* begin Material for the task *

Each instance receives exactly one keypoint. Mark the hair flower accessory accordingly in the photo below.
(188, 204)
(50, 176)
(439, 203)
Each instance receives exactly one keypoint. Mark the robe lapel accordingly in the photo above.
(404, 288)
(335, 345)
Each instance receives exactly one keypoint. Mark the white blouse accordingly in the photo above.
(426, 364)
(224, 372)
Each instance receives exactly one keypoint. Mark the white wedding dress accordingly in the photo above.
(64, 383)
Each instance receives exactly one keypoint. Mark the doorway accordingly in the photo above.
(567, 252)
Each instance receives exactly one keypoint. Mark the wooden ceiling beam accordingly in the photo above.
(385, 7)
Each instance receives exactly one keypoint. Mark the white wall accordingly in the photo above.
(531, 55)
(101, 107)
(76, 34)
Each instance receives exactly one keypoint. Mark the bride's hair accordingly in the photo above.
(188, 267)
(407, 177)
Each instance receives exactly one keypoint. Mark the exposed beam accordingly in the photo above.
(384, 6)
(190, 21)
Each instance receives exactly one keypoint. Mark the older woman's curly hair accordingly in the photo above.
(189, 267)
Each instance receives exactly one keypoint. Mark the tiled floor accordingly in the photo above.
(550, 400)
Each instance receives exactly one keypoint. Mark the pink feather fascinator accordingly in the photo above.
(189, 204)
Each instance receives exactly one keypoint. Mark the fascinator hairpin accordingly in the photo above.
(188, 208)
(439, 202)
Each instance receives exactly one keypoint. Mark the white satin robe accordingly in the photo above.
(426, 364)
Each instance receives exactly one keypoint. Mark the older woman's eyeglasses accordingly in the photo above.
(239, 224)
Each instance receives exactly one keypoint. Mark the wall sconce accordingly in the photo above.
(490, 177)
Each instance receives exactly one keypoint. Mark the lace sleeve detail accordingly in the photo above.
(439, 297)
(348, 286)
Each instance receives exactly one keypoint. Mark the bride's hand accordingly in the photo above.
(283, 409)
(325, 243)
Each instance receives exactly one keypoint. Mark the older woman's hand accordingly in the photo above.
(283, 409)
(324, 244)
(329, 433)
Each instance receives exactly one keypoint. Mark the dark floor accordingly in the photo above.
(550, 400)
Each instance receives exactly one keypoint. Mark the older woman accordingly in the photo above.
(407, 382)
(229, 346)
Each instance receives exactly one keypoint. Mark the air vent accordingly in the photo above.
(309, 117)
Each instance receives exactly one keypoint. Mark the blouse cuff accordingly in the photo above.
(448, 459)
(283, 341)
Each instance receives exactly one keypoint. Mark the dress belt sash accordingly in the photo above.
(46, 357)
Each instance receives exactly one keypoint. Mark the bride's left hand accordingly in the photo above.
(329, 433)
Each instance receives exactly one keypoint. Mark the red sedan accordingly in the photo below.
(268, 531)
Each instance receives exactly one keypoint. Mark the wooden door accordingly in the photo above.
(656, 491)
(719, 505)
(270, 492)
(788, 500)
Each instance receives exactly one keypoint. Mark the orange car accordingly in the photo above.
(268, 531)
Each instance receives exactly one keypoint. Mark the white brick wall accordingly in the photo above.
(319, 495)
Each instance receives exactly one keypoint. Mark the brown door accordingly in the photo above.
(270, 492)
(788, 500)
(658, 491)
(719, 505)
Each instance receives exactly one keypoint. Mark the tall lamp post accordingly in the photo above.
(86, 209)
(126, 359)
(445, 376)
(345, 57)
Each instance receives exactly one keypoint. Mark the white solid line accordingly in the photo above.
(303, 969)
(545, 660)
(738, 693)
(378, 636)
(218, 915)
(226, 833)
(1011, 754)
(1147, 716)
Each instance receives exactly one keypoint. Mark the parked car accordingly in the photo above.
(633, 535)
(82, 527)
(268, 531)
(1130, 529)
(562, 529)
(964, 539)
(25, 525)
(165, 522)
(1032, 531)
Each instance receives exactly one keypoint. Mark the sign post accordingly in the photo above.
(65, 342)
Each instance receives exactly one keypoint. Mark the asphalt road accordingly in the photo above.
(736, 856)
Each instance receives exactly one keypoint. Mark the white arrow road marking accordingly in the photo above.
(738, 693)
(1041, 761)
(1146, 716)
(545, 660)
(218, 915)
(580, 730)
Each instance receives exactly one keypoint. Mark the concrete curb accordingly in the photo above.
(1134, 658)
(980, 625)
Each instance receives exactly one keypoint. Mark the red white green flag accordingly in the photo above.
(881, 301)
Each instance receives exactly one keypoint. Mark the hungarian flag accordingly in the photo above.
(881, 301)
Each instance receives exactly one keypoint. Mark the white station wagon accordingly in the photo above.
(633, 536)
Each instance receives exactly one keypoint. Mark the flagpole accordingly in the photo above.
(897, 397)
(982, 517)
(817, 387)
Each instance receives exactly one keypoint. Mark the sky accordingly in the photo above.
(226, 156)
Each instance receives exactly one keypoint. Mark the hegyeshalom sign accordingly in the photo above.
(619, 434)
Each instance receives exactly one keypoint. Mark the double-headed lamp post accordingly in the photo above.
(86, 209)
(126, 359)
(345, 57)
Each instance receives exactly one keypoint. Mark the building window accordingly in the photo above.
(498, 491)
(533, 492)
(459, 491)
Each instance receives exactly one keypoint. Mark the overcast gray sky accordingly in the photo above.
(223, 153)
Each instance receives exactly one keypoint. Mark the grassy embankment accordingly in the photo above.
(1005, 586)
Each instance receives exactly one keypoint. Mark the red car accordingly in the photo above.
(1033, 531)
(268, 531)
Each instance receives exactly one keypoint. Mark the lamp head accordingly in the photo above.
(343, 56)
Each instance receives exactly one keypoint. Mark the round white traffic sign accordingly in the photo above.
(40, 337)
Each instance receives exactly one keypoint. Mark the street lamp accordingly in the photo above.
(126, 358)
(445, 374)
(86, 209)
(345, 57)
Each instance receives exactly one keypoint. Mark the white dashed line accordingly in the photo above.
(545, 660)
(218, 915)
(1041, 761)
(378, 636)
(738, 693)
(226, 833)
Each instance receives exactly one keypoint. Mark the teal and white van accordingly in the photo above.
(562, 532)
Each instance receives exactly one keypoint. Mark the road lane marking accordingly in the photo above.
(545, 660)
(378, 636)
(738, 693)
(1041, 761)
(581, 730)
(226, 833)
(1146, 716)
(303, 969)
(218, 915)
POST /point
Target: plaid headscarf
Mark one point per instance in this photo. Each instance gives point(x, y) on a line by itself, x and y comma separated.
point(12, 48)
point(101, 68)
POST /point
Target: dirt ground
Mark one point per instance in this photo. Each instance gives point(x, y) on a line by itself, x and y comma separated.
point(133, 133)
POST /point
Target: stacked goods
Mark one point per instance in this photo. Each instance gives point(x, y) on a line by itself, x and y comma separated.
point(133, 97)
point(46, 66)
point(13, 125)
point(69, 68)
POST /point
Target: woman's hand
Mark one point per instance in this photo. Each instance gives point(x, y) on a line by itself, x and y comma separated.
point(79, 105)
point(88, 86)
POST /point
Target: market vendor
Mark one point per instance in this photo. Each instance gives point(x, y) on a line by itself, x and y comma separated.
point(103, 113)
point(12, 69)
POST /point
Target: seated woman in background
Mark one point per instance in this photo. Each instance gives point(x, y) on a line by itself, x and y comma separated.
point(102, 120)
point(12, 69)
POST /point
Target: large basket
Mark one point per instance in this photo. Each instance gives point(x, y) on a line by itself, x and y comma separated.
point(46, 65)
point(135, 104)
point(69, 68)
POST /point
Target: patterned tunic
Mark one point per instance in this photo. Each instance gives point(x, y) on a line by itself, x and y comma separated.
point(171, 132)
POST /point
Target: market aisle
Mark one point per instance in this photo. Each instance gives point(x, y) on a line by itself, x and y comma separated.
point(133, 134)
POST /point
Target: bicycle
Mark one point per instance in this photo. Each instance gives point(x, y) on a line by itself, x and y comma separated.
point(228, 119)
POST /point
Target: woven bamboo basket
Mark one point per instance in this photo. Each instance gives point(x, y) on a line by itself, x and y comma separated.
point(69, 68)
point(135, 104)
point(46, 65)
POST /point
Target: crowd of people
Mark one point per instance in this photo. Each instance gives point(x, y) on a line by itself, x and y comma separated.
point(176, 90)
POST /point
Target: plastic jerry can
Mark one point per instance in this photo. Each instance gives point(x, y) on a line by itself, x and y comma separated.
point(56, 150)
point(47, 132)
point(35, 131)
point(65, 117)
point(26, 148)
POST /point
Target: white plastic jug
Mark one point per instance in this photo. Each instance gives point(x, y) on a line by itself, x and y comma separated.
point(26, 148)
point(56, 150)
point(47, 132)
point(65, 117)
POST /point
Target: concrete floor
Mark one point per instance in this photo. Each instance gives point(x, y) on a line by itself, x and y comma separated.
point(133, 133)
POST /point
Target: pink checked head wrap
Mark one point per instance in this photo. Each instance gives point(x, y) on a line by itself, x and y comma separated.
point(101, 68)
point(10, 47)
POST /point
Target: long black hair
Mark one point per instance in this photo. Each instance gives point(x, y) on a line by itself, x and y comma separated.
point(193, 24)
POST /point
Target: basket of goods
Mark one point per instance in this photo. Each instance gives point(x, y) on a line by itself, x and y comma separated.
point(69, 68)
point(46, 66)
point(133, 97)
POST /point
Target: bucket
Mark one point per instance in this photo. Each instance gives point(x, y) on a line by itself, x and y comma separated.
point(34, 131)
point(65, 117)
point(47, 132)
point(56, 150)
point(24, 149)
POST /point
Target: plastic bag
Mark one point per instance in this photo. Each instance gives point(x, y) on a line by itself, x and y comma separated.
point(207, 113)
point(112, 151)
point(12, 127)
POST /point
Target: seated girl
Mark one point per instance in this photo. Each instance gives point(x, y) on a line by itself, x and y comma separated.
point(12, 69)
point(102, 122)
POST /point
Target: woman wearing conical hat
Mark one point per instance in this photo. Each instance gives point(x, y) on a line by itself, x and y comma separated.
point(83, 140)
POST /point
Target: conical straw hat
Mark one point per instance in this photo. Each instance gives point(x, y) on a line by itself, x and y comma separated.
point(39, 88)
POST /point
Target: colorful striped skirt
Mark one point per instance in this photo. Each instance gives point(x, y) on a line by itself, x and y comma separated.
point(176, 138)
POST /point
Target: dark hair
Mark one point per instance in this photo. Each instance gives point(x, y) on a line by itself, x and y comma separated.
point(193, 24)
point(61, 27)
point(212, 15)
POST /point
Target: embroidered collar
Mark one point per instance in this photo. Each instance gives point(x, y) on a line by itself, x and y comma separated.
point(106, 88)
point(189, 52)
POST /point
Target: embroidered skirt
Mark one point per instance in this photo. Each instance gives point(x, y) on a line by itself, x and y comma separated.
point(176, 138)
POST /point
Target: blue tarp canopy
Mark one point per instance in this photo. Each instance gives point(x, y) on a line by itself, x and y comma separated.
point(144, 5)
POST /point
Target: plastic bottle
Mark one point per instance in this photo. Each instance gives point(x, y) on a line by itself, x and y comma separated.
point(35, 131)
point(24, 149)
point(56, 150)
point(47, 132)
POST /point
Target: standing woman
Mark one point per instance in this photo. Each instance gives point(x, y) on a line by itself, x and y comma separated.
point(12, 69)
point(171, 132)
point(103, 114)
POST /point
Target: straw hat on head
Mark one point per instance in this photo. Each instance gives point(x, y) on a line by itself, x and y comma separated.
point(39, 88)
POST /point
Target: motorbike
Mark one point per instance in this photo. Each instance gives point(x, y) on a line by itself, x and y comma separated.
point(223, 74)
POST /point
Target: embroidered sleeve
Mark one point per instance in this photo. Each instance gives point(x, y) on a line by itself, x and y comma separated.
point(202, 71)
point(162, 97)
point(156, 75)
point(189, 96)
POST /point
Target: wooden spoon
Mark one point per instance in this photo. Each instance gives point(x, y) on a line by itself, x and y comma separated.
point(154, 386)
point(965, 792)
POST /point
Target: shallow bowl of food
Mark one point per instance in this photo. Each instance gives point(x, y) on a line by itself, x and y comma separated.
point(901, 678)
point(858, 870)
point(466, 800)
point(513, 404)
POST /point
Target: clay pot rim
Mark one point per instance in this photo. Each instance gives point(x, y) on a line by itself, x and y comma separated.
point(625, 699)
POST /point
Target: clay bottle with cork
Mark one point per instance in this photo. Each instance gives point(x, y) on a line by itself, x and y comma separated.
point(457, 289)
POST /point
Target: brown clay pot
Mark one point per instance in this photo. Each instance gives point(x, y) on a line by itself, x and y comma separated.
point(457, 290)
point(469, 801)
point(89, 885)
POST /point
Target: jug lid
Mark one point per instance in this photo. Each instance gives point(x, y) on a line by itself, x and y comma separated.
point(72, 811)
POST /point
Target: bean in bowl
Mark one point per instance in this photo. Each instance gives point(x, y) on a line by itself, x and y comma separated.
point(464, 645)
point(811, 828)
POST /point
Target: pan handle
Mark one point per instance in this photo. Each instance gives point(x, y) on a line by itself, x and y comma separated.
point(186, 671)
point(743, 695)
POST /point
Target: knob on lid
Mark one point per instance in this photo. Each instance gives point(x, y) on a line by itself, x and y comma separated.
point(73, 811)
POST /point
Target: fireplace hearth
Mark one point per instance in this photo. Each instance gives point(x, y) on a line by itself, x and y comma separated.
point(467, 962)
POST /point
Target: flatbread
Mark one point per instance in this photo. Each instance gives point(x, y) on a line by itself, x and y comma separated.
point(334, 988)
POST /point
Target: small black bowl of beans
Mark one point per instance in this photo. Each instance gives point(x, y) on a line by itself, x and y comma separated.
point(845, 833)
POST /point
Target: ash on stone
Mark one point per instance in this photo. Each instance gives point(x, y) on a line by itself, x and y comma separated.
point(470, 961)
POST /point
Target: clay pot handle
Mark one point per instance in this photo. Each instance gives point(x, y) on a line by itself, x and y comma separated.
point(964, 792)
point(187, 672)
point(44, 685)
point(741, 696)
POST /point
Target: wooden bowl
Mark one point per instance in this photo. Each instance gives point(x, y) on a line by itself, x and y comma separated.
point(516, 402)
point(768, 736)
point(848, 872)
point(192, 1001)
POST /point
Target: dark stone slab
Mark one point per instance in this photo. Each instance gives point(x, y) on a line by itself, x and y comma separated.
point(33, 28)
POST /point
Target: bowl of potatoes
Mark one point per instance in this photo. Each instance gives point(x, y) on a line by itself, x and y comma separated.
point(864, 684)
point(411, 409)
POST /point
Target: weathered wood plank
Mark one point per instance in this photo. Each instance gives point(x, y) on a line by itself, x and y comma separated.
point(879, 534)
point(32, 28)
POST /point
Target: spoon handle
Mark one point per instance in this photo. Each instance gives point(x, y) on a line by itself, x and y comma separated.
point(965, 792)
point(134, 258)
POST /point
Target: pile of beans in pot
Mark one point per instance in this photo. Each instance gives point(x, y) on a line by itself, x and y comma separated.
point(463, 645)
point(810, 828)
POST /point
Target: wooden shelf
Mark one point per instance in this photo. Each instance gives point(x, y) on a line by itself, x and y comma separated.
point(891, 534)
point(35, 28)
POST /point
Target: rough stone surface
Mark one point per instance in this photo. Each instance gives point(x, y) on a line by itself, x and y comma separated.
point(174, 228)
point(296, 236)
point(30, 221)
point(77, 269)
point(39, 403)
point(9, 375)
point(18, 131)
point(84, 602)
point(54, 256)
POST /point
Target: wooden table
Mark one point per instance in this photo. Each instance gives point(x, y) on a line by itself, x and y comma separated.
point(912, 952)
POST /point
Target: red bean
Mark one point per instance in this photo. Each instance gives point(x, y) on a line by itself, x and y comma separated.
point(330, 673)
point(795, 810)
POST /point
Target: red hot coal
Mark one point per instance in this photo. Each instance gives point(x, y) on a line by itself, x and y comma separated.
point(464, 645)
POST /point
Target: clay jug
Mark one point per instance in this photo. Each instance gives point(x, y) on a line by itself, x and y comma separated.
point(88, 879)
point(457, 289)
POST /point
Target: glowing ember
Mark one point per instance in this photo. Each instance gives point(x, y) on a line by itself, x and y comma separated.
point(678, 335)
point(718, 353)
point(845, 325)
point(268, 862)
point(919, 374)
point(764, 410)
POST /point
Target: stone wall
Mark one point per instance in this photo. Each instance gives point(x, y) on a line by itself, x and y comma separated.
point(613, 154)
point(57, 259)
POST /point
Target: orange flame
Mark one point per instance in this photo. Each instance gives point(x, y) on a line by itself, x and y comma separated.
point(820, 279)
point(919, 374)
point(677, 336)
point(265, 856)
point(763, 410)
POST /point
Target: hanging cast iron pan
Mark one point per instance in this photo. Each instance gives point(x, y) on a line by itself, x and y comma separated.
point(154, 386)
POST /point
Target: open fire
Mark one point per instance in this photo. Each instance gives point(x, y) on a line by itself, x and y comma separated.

* end Material for the task *

• _To be done_
Arrange everything in the items above, from the line containing "Each instance receives exactly one keypoint. Mark the overcast" down to the line containing "(1005, 586)", as a JSON list of strings with one string per line and no blank lines.

• _Output for this exercise_
[
  "Each instance receives exactly one keypoint. Mark the overcast gray sky accordingly in the photo above.",
  "(223, 153)",
  "Each instance receives exactly one keypoint. Mark the grassy embankment accordingly in the photo above.",
  "(1005, 586)"
]